§ **Task objective**:
Could you copy every line of the data that contains "correct"?
START Given data
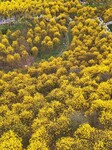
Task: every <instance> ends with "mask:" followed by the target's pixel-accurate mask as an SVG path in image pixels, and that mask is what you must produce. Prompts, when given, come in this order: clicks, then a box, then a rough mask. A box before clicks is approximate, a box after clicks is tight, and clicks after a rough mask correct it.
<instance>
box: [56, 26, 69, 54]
mask: <svg viewBox="0 0 112 150" xmlns="http://www.w3.org/2000/svg"><path fill="white" fill-rule="evenodd" d="M69 30H70V29H69V28H68V33H65V48H63V49H62V50H61V52H60V53H59V54H58V55H57V56H62V54H63V52H64V51H66V50H67V48H68V47H69V45H70V40H69Z"/></svg>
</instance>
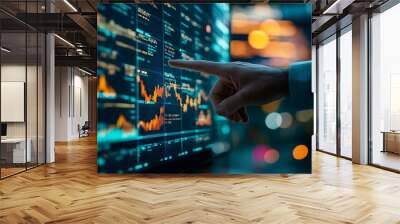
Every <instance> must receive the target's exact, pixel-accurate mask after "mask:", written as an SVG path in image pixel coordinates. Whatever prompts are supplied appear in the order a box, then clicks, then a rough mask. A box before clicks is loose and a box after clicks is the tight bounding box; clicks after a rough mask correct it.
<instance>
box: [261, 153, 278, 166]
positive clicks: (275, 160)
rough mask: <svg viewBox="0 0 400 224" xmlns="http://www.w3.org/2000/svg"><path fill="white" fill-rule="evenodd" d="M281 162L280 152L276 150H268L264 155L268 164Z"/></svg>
mask: <svg viewBox="0 0 400 224" xmlns="http://www.w3.org/2000/svg"><path fill="white" fill-rule="evenodd" d="M278 160H279V152H278V151H277V150H275V149H268V150H267V151H266V152H265V153H264V161H265V162H266V163H270V164H271V163H275V162H277V161H278Z"/></svg>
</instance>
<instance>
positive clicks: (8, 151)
mask: <svg viewBox="0 0 400 224" xmlns="http://www.w3.org/2000/svg"><path fill="white" fill-rule="evenodd" d="M26 142H27V143H28V144H27V147H26V153H25V138H5V139H1V154H2V155H1V156H2V157H3V158H2V159H5V160H6V163H25V162H31V158H32V154H31V145H32V140H31V139H30V138H27V139H26Z"/></svg>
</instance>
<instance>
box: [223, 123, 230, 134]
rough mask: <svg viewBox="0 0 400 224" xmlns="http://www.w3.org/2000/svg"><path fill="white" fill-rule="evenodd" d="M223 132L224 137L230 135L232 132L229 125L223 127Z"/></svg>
mask: <svg viewBox="0 0 400 224" xmlns="http://www.w3.org/2000/svg"><path fill="white" fill-rule="evenodd" d="M221 131H222V134H223V135H228V134H229V133H230V132H231V127H230V126H229V125H228V124H224V125H222V128H221Z"/></svg>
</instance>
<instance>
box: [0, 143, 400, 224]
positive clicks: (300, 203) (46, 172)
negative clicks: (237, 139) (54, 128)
mask: <svg viewBox="0 0 400 224" xmlns="http://www.w3.org/2000/svg"><path fill="white" fill-rule="evenodd" d="M95 148H96V142H95V139H94V138H87V139H85V140H81V141H77V142H72V143H69V144H58V145H57V154H56V156H57V162H56V163H55V164H51V165H47V166H42V167H39V168H36V169H33V170H30V171H28V172H26V173H22V174H19V175H17V176H14V177H11V178H8V179H5V180H3V181H0V223H7V224H8V223H11V224H14V223H44V222H47V223H119V224H121V223H174V224H175V223H374V224H375V223H385V224H386V223H400V221H399V220H400V175H398V174H395V173H391V172H387V171H383V170H380V169H377V168H373V167H369V166H359V165H352V164H351V163H350V162H349V161H347V160H343V159H337V158H335V157H333V156H330V155H326V154H322V153H318V152H317V153H314V158H313V174H312V175H293V176H289V177H282V176H279V175H243V176H211V175H202V176H187V175H185V176H155V175H151V176H140V175H139V176H138V175H136V176H135V175H120V176H118V175H98V174H96V165H95V159H96V149H95Z"/></svg>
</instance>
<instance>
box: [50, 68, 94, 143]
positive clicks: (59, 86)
mask: <svg viewBox="0 0 400 224" xmlns="http://www.w3.org/2000/svg"><path fill="white" fill-rule="evenodd" d="M55 73H56V83H55V86H56V91H55V130H56V131H55V140H56V141H70V140H74V139H77V138H79V133H78V124H79V125H83V124H84V122H85V121H87V120H88V78H87V77H86V76H84V73H82V72H80V71H79V70H78V69H76V68H72V67H56V72H55Z"/></svg>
END Given data
§ **Final answer**:
Task: every <instance> ends with "mask:" followed by the target's pixel-accurate mask as an SVG path in image pixels, and that mask is what you must produce. Prompts, when given, come in this order: clicks, then a box, then a rough mask. A box before clicks is approximate, a box after clicks is tight, and clicks after a rough mask correct it.
Every <instance> must receive the target's exact, pixel-accurate mask after "mask:", written as an SVG path in image pixel coordinates. Whatever prompts are supplied appear in the order a box, then clicks, then a rough mask. A box before clicks is loose and a box after clicks is the tight bounding box; clicks after a rough mask correct it.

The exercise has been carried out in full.